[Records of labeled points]
* * * * *

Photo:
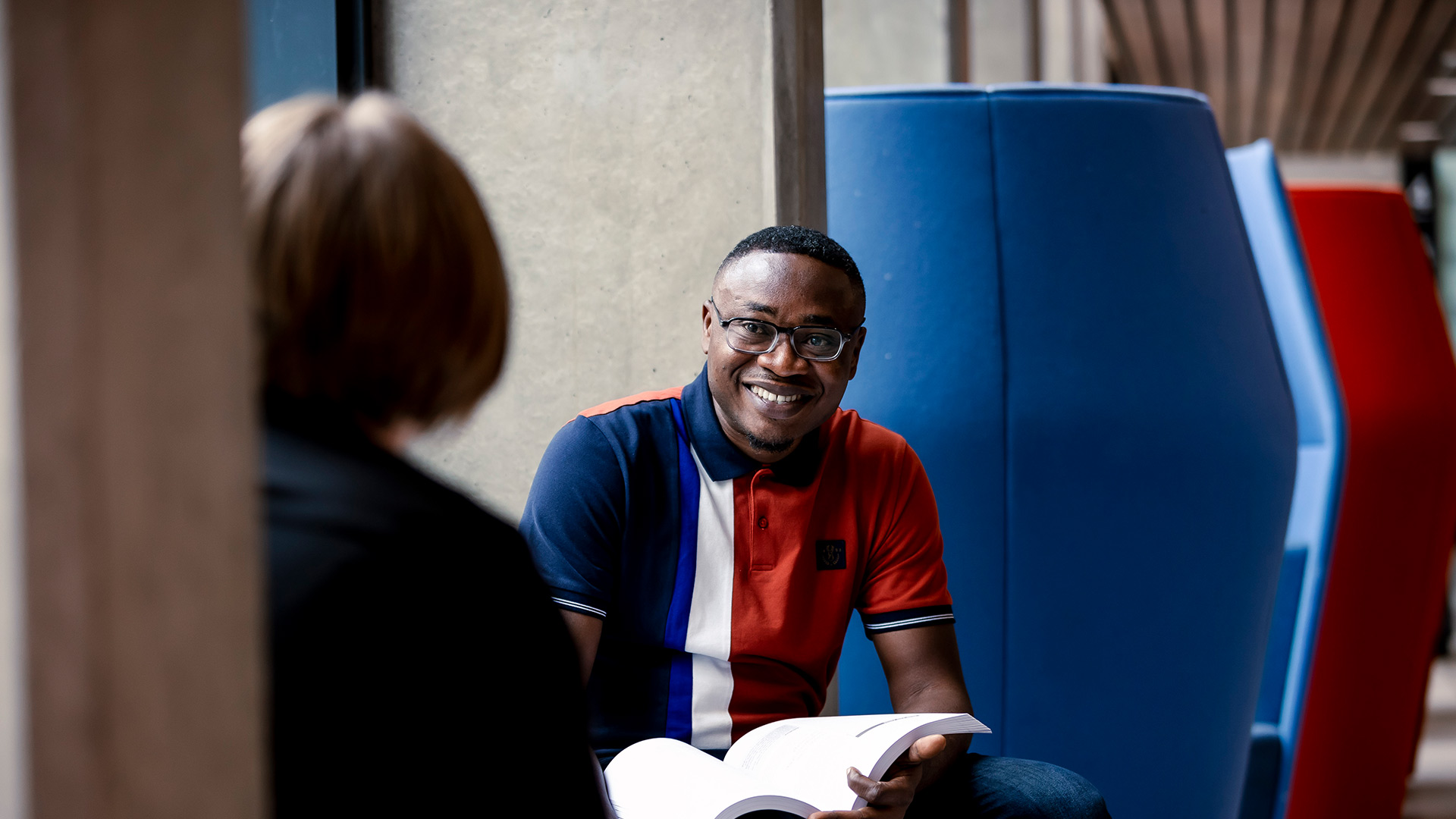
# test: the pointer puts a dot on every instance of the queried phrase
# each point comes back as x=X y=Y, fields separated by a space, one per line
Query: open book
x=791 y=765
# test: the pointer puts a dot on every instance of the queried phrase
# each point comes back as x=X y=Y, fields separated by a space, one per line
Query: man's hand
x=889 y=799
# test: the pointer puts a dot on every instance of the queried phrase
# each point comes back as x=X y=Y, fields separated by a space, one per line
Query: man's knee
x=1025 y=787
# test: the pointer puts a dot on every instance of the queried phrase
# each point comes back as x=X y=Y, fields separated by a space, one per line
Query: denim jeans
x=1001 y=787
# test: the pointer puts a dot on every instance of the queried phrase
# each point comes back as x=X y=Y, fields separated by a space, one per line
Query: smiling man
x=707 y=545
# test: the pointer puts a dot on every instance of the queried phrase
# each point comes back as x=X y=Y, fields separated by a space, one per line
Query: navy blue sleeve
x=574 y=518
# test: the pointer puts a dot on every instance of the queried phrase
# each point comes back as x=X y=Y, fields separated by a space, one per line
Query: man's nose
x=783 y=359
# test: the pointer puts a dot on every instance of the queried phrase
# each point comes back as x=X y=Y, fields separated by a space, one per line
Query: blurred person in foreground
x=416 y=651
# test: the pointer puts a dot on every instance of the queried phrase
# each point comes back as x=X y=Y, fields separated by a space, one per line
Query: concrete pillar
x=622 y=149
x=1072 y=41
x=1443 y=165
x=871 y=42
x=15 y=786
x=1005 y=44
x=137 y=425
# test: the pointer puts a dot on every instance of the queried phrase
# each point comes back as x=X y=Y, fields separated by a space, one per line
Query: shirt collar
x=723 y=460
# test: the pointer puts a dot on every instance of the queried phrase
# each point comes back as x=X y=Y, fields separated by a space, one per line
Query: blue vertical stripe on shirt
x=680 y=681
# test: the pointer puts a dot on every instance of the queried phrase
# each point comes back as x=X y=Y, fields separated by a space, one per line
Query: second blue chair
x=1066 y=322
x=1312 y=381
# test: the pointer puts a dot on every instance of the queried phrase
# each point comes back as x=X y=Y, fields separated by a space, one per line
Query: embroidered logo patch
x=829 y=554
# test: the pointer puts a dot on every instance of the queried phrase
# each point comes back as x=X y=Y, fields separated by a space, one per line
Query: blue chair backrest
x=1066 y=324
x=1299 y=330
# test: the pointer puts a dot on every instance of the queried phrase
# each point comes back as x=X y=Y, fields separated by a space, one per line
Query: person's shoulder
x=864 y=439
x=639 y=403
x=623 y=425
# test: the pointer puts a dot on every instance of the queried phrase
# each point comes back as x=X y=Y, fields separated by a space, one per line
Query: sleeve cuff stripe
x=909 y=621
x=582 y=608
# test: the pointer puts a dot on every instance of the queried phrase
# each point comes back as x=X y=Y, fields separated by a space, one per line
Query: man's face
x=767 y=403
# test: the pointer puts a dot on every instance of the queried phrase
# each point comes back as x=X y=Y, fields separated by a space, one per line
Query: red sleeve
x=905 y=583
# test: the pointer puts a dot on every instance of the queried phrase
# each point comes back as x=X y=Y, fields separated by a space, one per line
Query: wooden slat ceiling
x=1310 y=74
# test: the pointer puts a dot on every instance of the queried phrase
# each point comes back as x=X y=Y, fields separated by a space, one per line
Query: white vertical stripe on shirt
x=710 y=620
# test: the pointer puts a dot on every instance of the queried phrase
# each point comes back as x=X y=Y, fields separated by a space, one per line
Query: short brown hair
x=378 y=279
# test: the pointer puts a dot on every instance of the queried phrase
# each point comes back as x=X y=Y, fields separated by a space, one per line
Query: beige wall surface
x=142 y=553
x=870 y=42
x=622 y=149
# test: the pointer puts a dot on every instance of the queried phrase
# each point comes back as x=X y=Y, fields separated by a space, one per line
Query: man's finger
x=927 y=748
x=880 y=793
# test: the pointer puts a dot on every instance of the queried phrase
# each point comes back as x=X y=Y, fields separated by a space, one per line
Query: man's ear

* * * * *

Extract every line of the records above verbatim, leaving the pictures out of your response.

Photo:
# test: the pointer puts a dot on every instance of the queried phrase
# each point comes back as x=X y=Y, fields separated by a space, one per line
Query: open book
x=791 y=765
# test: the pointer puts a dot on every instance of the queried phrase
# each point comes back as x=X y=Y, fields separated by a space, one per line
Query: man's hand
x=889 y=799
# test: the pointer puts a dot on every instance of the queried phrase
# each point comes back as x=X y=Y, fields separated by a space, one per line
Query: man's knee
x=1025 y=787
# test: the pointer puts a dot on every instance of the queried phrase
# each point comes back as x=X y=Y, fields separated by a space, one per line
Query: denim jeans
x=1001 y=787
# test: the pointer puts a dot on every instance of the queried phrase
# each point comes back as x=X y=Y, fields separated by a space, one per line
Query: smiling man
x=707 y=545
# test: the pointer puts a dot on every instance of the queried phrase
# each point comes back as x=X y=Y, fields separated by a space, one per line
Query: navy blue sleeve
x=574 y=518
# test: the pointer puts a dot on every instance of the queried phrase
# each point comes back as x=X y=Y, fields separated by a space, one per line
Query: man's nose
x=783 y=359
# test: the pointer puts a dot on every instance of the queried phrase
# each point comes back as x=X y=Y, fields separated by a space, one per line
Query: blurred person in foreground
x=416 y=651
# test: the pointer puts a dot on every instance of the queried phrase
# each point comes back as x=X y=Y, fields separated by a space, one per line
Query: concrete pillar
x=622 y=149
x=1072 y=41
x=1443 y=165
x=871 y=42
x=15 y=786
x=1005 y=44
x=137 y=425
# test: the pointer puts a dot on every instance of the queried phrase
# each point comes back as x=X y=Y, fields separated by a space, one per line
Query: shirt collar
x=723 y=460
# test: the pointer puts a dot on every instance of the queried phrase
# each point comes back as x=X y=Y, fields separated by a space, one per line
Query: blue vertical stripe on shirt
x=680 y=681
# test: the pointer puts a dot on every instance of the queried phrase
# each point comes back as x=X y=Y, fields separated by a space, one per line
Query: second blue chair
x=1066 y=322
x=1312 y=381
# test: the pointer puts a dot on every instance of the queried phrase
# each point comes back as x=X y=Y, fields separated by a space, one per line
Query: embroidered logo patch
x=829 y=554
# test: the pointer puts a dot on every instance of the queried phrase
# each point comes back as x=X y=Y, fields separated by a space, one per line
Query: blue chair backrest
x=1066 y=324
x=1299 y=330
# test: the pointer puts a dot on every instance of the queried phrase
# each point comes back as x=X y=Y, fields separated by a space, one per line
Query: person's shoulder
x=864 y=439
x=639 y=403
x=623 y=425
# test: the pointer puts a dot on every instance of the queried phrase
# each point comes back as x=X y=Y, fields separated by a space, one per line
Query: sleeve cuff stripe
x=909 y=621
x=582 y=608
# test: the pointer puts a dot on every instance of the queried phrase
# each point comes back as x=X y=Y, fields separated by a space, one per line
Query: man's face
x=767 y=403
# test: the pointer puts a dot on every instance of the queried phrase
# each point comes back as x=X y=Y, fields separated by a space, one per line
Query: red sleeve
x=905 y=583
# test: the pointer puts a dot on every instance of the queried phrase
# each point comes back as x=X y=Y, fields separated by a space, one per line
Query: wooden slat ceiling
x=1310 y=74
# test: the pointer puts a dot on every instance of the queried phrase
# each point comes back as x=X y=Y, fields separated by a space, one per line
Query: white vertical stripe on shirt
x=710 y=620
# test: the pointer puts a dot on every instance of the queried phrase
# each point comes back as x=X y=Y, fields separated by a space, one per line
Query: short brown hair
x=378 y=279
# test: the pointer puts a dot on every instance of the queried phrase
# each point comes back as x=X y=Y, fields separated by a space, one per line
Query: beige wall surface
x=142 y=553
x=870 y=42
x=622 y=149
# test: the pointer puts a dot on every instance of the queried phrase
# each point comes back as x=X y=Y, fields separated by a space, one per line
Query: man's finger
x=927 y=748
x=880 y=793
# test: the pointer puts a dot on every instance of the queried phrase
# each point comes back as x=X y=Y, fields separated by a space, one per line
Query: man's ear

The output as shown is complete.